Annotation data with points
══════════
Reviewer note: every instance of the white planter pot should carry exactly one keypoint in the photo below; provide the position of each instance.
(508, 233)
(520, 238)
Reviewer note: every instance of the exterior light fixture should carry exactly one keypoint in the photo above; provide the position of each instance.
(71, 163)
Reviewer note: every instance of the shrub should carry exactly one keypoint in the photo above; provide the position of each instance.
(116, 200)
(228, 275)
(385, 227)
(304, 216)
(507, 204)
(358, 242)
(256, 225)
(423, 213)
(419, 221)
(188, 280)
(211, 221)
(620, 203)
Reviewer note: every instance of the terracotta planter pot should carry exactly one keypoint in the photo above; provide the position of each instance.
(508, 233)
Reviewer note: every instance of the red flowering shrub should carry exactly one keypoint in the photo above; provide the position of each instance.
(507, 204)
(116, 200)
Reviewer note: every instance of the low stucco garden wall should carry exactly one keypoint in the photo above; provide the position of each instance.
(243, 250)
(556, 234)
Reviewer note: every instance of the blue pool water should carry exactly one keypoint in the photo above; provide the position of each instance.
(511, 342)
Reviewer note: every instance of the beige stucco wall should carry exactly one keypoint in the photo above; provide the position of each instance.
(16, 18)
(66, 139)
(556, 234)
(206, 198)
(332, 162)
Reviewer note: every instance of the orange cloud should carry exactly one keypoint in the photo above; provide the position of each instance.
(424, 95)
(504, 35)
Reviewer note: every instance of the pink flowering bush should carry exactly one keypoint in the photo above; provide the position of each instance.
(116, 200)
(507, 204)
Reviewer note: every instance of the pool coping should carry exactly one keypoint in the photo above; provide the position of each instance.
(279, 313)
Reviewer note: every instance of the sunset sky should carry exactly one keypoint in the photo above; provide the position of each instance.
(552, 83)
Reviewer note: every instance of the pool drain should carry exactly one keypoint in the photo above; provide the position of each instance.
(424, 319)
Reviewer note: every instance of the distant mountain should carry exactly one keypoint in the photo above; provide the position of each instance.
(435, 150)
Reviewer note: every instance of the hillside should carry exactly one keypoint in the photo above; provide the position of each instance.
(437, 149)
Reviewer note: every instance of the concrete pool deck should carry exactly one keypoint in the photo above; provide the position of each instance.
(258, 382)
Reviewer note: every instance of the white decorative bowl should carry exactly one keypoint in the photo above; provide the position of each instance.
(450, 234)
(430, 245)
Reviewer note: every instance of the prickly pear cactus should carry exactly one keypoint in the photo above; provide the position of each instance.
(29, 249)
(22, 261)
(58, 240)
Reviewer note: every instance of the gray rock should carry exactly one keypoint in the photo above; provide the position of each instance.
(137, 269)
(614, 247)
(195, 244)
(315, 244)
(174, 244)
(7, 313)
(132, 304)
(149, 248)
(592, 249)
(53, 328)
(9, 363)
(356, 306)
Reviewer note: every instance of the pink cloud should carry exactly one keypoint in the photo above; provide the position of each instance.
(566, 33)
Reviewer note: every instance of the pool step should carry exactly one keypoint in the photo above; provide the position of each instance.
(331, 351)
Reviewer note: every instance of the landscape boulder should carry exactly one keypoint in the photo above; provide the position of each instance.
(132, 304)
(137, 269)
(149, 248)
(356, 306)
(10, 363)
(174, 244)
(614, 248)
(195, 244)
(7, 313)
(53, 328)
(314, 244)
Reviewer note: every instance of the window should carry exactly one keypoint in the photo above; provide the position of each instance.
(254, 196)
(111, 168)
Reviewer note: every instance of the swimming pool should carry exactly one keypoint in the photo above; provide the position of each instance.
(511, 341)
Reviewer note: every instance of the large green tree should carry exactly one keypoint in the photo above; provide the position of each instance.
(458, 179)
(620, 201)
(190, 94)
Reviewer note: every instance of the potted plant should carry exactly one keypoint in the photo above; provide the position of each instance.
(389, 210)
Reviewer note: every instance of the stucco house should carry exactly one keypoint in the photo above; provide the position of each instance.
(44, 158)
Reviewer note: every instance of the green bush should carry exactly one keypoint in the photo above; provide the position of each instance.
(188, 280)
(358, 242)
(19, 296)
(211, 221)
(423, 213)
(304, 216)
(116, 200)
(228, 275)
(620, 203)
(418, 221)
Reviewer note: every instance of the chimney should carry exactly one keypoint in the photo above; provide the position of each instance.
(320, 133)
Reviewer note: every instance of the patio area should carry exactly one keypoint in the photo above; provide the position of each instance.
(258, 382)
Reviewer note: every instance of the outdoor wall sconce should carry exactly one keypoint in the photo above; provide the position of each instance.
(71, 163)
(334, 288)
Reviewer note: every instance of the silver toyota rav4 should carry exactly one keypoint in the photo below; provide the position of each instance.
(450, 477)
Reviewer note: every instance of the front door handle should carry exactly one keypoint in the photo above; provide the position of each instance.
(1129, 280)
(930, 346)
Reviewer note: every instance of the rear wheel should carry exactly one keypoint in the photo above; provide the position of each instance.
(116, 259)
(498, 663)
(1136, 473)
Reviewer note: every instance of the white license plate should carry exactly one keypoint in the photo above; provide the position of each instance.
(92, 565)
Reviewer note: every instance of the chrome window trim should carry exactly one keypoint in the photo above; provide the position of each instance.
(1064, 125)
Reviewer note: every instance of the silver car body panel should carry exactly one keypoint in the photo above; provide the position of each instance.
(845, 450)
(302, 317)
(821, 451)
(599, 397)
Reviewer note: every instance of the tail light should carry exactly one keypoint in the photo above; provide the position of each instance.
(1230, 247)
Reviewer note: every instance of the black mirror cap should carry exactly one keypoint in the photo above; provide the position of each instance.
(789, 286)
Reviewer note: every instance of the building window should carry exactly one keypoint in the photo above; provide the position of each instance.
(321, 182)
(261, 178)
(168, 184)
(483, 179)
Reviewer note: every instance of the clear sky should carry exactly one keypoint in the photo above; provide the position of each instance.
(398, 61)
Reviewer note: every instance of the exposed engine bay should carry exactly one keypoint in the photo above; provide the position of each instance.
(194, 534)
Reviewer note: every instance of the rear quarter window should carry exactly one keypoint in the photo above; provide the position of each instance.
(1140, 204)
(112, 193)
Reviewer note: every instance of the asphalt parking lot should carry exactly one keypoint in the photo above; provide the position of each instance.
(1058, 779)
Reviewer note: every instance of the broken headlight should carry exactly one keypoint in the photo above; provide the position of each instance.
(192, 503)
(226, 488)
══════════
Task objective: Please print all of the material above again, line for line and with no changes.

Worked solution:
Reviewer note: every instance of the white planter pot should carry exactly one keypoint in the photo below; provide the position of each instance.
(508, 233)
(520, 238)
Reviewer note: every instance of the exterior light fixture should carry exactly one keypoint in the photo above; provide the position of each instance.
(71, 163)
Reviewer note: every instance of the shrub should carry exactly one keypoint in the photo above; provide the position of each instance.
(116, 200)
(228, 275)
(385, 227)
(304, 216)
(507, 204)
(358, 242)
(256, 225)
(423, 213)
(419, 221)
(188, 280)
(211, 221)
(620, 203)
Reviewer note: every instance of the terracotta planter pot should carry exactly one keypoint in the photo above; provide the position of each instance.
(508, 233)
Reviewer note: every instance of the red flowering shrub should carry exactly one keypoint in the photo above; provide the position of each instance.
(507, 204)
(116, 200)
Reviewer note: every instance of the low stucco garden wall should carry exactly one keypoint in the photo above; provide the position of each instance.
(243, 250)
(556, 234)
Reviewer note: every instance of the blue pool water should carry exactly one keypoint in the photo above; provide the position of each instance.
(511, 342)
Reviewer note: every instance of the beige stucco wall should carry exactly one keypoint in the photo above; provide the position of each instance.
(16, 18)
(66, 139)
(556, 234)
(206, 198)
(332, 162)
Reviewer note: every instance of the orange cloud should carry exactly one keypoint in the photo above; provide the position of each instance.
(424, 95)
(504, 35)
Reviewer note: every instance of the pink flowering bush should carry exactly one keypoint in the photo above; provide the position of each instance.
(116, 200)
(507, 204)
Reviewer note: every instance of the pool coping should carry exactly one keypoint in the photo above; provide the position of each instance.
(279, 313)
Reviewer note: every instance of the sunset sky should carry exactly one keypoint in the photo above; provide the position of each instance.
(552, 83)
Reviewer note: every instance of the pool drain should carry exactly one keypoint in the photo above; provide the position of each instance.
(424, 319)
Reviewer note: every instance of the distant mountain should carry exactly one keypoint in the photo above; provide the position of each instance.
(435, 150)
Reviewer note: every instance of the hillside should carry exactly one keypoint in the photo above; provide the position of each instance.
(437, 149)
Reviewer note: every instance of the concrete pool deck should carry exactly one keypoint in the photo above; provide the position of each instance.
(258, 382)
Reviewer note: every instance of the white decorative bowl should carry exactly one keypoint in the photo above; provide the position of each instance.
(450, 234)
(430, 245)
Reviewer note: every instance of the prickly pear cactus should carry exactly one keypoint in the photo above; provide the position of each instance.
(29, 249)
(22, 261)
(58, 240)
Reviewer note: every instance of the gray rock should carry exactly one keypoint in the photo above; provide the position of each instance.
(137, 269)
(614, 247)
(195, 244)
(315, 244)
(174, 244)
(7, 313)
(132, 304)
(149, 248)
(592, 249)
(53, 328)
(9, 363)
(356, 306)
Reviewer note: every instance of the pink cloud should carry exactly one keypoint in the photo above; provide the position of each instance.
(566, 33)
Reviewer note: every instance of the pool step should carry exactly one keypoint in the photo above; provide the position of each instance.
(331, 351)
Reviewer note: every instance of the landscape boulder should carry exactly one keypoint in the photo above; provide the position of each instance.
(132, 304)
(137, 269)
(149, 248)
(356, 306)
(10, 363)
(174, 244)
(614, 248)
(195, 244)
(7, 313)
(53, 328)
(314, 244)
Reviewer note: every instance of the window should carry exactly one keypoint in the photo above; provide the position of each instance.
(254, 196)
(111, 168)
Reviewer note: every instance of the swimming pool should carry exactly one keypoint in the photo above; provide the position of each instance.
(511, 341)
Reviewer note: every instance of the large green tree should carry exactly one keypoint in the photo above; provide the position of each instance.
(458, 179)
(620, 201)
(190, 94)
Reviewer note: every instance of the potted plant should carry exactly one keypoint in the photo above; provide the position of each instance.
(389, 210)
Reviewer note: every instance of the stucco house should carry exactly one keypoint in the photo above; provide the position of each instance.
(44, 158)
Reviewer note: every instance of the green bush should carry exactly one keypoint in the photo above; provide the position of each instance.
(188, 280)
(358, 242)
(19, 296)
(211, 221)
(423, 213)
(304, 216)
(116, 200)
(228, 275)
(620, 203)
(418, 221)
Reviewer note: every instance of the chimney should carry exactly one keypoint in the photo above; provide the position of each instance.
(320, 133)
Reviewer note: every instance of the patio area should carry exactly one keypoint in the photo above; provide the position of each instance.
(258, 382)
Reviewer note: every instance of the outdoor wall sconce should carry exactly one keypoint in the photo above; provide the position of each instance.
(71, 163)
(334, 288)
Reviewer note: every instance of the silver toyota rav4 should carry exactly one keypoint in the photo below; provide the position of each instance.
(450, 477)
Reviewer note: every instance of the front door handle should carry exactly one keypoint in the photo above; provide the position of each instance.
(1129, 280)
(930, 346)
Reviewer note: every instance of the rear wheel should carry exactly one keypoint in the photo above; provide the position of each instance.
(116, 259)
(498, 663)
(1136, 473)
Reviewer note: every instance of the white license plate should carry exactly one keypoint in the photo above; provide the position of each instance.
(92, 565)
Reviewer note: every instance of the chrome window trim should carry exactly one keypoint in the photo above; provide the position of each instance.
(1064, 125)
Reviewer note: every instance of the silver car body panel should carry exactly one keypoint in the photo above; provide the position of each instance.
(845, 450)
(302, 317)
(821, 451)
(599, 397)
Reviewer note: every instance of the tail light should carry exactly one keypoint in the photo above; provide the position of each instance.
(1230, 247)
Reviewer note: every instance of the black mirror cap should carry exactly one keypoint in the photo above; provide the position of each instance.
(789, 286)
Reviewer note: every instance of the building window should carry exactly one keypoint in the photo above; provide the position of each instance.
(321, 182)
(261, 178)
(168, 184)
(483, 179)
Reviewer note: every instance of the clear sky should carry exactly one keypoint in the photo above; provide the position of each instance.
(398, 61)
Reviewer note: every instance of the exposed engine bay should carry exactly one keypoint in the photo above; provide the position of each instance.
(194, 534)
Reviewer note: every instance of the rear quarter window should carry exactly one keypoint in the photo above; provide the position of each instance.
(1140, 204)
(112, 193)
Reviewer note: every instance of the asphalt parking lot should carry exactly one keypoint in the photo above; provide the position of each instance.
(1058, 779)
Reviewer note: every instance of the broken headlight should carry exactly one keypoint in the photo above; provide the position of each instance.
(192, 503)
(226, 488)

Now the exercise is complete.